**Supplied text**.

=-=-=-=-=

# If you could hang out with one bass pro for a day?



## Anonymous (Jan 27, 2007)

I think I would go with Bill Dance. He seems like a down to earth, regular guy. Plus he is pretty funny. And that guy can fish.


----------



## Jim (Jan 27, 2007)

Good Choice but a very tough Question. I actually met both Bill Dance and Kevin Van dam (check the gallery). 

If I wanted to relax, have fun, shoot the stuff, and here some good ole stories....It would be Bill Dance for sure.

If I wanted to learn a techniques on the go Like perfecting the Spinnerbait or learn about tourney fishing ins and outs I would go with KVD.


----------



## MissouriBassin (Jan 30, 2007)

If I could choose any angler it would be Virgil Ward. I learned so much from his show as a kid and loved how he demonstrated the lures he was using in a fishtank. 

If the angler must be a living angler, I would choose Greg Hackney.


----------



## Jim (Jan 30, 2007)

=-=-=-=-=

**Record extracts**.
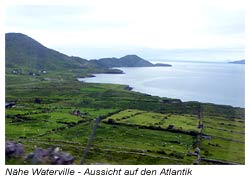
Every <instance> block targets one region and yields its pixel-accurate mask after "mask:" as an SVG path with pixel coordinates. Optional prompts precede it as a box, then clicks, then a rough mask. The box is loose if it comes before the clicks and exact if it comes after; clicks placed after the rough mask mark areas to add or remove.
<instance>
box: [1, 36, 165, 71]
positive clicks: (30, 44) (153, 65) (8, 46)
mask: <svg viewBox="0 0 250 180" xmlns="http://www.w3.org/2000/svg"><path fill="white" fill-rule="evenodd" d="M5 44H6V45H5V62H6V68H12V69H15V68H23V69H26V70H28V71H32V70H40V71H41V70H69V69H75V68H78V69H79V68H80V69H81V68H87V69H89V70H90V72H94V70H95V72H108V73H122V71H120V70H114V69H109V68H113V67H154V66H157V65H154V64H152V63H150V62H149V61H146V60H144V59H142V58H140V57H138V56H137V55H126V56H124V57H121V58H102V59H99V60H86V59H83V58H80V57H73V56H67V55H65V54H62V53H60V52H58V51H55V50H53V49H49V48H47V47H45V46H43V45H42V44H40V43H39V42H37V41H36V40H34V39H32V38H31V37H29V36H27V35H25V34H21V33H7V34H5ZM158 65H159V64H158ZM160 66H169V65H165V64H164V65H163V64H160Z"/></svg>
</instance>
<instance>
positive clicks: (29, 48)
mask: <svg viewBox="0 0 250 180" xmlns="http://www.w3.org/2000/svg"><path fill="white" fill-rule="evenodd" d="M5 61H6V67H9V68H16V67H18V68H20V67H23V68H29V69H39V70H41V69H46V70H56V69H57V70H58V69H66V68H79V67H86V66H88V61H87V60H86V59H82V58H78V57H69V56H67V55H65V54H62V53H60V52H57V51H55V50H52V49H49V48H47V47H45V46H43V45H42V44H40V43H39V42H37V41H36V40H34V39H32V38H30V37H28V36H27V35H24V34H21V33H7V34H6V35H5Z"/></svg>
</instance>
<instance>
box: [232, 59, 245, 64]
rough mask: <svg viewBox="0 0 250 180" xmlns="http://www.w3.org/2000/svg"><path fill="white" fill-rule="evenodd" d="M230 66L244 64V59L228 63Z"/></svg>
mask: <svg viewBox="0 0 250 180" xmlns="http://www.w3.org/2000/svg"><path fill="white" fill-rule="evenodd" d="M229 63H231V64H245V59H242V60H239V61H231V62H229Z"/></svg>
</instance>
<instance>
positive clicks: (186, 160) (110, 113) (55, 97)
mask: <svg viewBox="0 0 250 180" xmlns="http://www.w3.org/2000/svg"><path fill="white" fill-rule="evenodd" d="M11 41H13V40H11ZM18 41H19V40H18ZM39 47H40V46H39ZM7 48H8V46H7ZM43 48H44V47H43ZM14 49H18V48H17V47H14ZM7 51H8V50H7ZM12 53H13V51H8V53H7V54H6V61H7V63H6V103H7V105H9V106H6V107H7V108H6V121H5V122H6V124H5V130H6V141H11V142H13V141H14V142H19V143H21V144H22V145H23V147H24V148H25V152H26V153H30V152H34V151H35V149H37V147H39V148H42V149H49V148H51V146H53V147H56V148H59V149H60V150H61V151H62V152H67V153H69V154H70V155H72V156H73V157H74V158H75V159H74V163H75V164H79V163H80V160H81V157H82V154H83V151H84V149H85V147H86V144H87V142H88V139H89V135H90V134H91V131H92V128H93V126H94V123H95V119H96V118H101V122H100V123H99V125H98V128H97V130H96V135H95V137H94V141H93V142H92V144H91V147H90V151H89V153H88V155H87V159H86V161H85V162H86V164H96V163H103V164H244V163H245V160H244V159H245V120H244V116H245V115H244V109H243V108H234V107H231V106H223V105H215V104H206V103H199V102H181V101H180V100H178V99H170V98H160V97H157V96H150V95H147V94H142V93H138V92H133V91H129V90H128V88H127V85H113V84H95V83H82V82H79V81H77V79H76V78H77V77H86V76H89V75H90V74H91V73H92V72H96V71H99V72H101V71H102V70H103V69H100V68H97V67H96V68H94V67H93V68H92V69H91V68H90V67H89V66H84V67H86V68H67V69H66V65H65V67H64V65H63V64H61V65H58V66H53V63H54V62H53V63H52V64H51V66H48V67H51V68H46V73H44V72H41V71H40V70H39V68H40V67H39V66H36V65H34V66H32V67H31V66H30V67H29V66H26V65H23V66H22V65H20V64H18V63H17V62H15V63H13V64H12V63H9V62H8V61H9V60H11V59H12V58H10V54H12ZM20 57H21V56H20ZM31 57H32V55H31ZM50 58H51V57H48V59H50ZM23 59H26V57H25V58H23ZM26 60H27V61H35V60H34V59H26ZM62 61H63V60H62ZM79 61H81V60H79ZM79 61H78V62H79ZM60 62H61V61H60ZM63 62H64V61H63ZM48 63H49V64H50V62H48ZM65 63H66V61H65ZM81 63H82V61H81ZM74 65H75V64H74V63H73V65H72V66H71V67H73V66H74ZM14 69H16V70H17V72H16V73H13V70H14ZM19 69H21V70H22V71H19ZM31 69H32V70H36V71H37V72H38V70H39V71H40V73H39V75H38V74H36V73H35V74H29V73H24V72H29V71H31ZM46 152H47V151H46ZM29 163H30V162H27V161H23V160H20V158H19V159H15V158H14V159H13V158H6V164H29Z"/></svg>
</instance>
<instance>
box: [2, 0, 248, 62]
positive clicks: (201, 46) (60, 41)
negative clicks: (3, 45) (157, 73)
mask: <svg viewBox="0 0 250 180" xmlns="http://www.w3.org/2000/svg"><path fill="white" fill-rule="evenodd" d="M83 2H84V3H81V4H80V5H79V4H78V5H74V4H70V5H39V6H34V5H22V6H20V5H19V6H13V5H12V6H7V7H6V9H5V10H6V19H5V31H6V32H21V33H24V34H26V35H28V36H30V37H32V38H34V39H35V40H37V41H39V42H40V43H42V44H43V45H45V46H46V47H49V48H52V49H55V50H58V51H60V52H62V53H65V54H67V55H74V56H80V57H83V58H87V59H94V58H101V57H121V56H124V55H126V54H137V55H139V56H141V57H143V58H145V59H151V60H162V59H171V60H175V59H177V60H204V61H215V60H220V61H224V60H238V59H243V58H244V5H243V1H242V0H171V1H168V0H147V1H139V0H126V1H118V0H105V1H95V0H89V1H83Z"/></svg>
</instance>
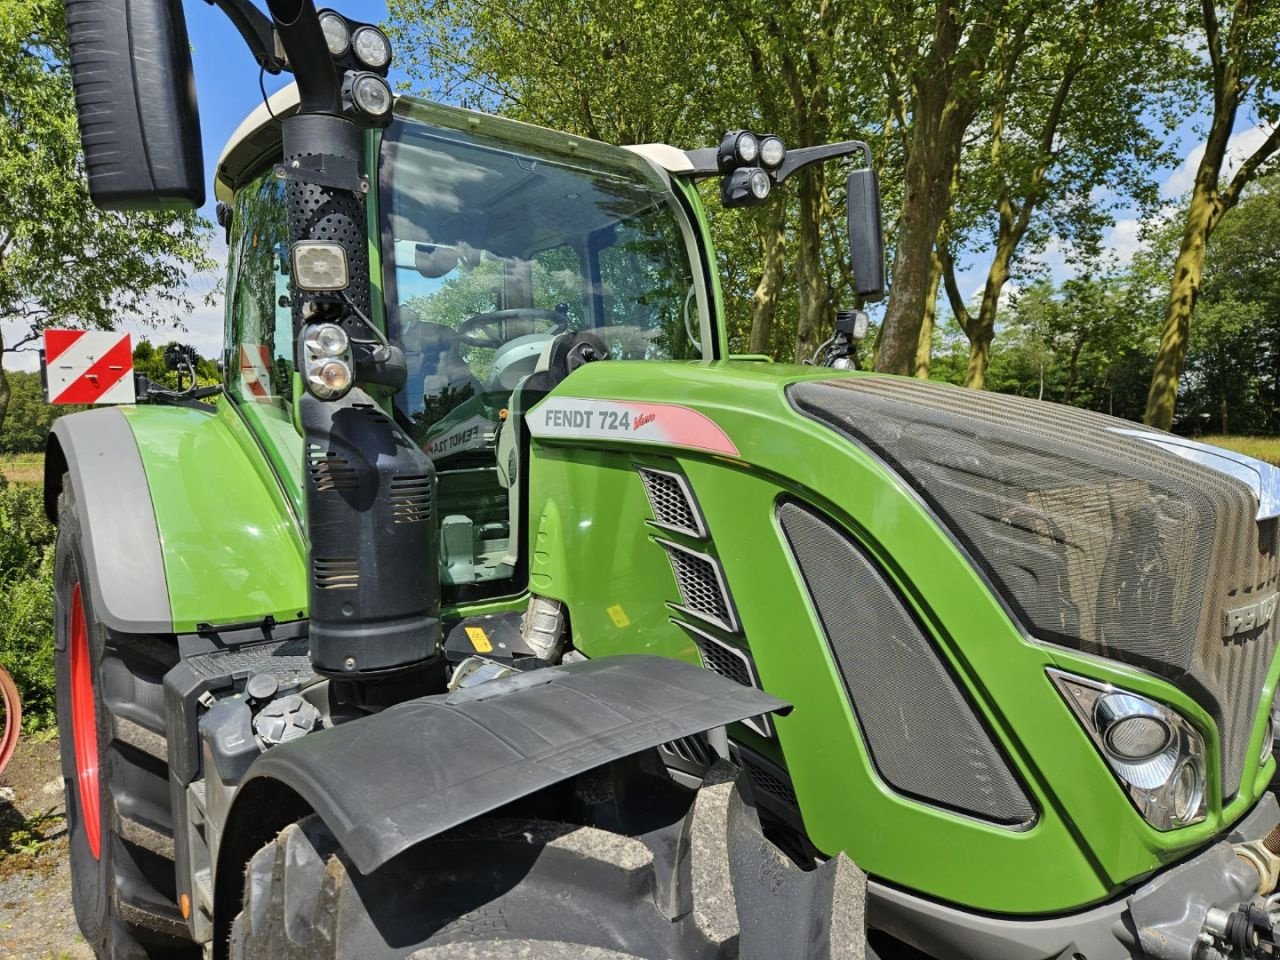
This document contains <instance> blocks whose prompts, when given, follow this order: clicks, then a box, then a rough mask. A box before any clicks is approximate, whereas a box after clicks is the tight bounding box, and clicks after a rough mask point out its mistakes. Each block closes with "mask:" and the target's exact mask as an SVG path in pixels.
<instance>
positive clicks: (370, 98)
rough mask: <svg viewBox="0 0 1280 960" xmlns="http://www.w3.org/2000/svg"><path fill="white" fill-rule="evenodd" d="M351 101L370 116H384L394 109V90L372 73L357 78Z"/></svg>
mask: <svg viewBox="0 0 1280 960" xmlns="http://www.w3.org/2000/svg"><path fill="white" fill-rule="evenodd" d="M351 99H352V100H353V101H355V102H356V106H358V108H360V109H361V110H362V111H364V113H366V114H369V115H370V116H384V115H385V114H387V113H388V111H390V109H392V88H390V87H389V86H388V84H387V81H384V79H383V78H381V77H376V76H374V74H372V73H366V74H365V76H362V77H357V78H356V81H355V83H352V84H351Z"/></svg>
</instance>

=-=-=-=-=

**Required actions**.
A - Write out the bass pro thread from "## Anonymous (Jan" up to and including "Jim (Jan 27, 2007)", substituting "easygoing" for "down to earth".
B - Resume the bass pro thread from the point where it stops.
The items are separate material and have nothing to do with the bass pro thread.

**Expected outputs**.
A -
## Anonymous (Jan 27, 2007)

I think I would go with Bill Dance. He seems like a easygoing, regular guy. Plus he is pretty funny. And that guy can fish.


----------



## Jim (Jan 27, 2007)

B -
MissouriBassin said:


> If I could choose any angler it would be Virgil Ward. I learned so much from his show as a kid and loved how he demonstrated the lures he was using in a fishtank.
> 
> If the angler must be a living angler, I would choose Greg Hackney.



Virgil Ward. He created the Beetle Spin....Wow! you learn something new every day. What a life this guy had! I never heard of him till you mentioned his name. I googled his name and came up with this:

https://www.bassinusa.com/busa/pro_staff/virgil_ward.asp

Thanks!


----------



## Anonymous (Jan 30, 2007)

Denny B. just because I am a Jig fishing nut.

D.R.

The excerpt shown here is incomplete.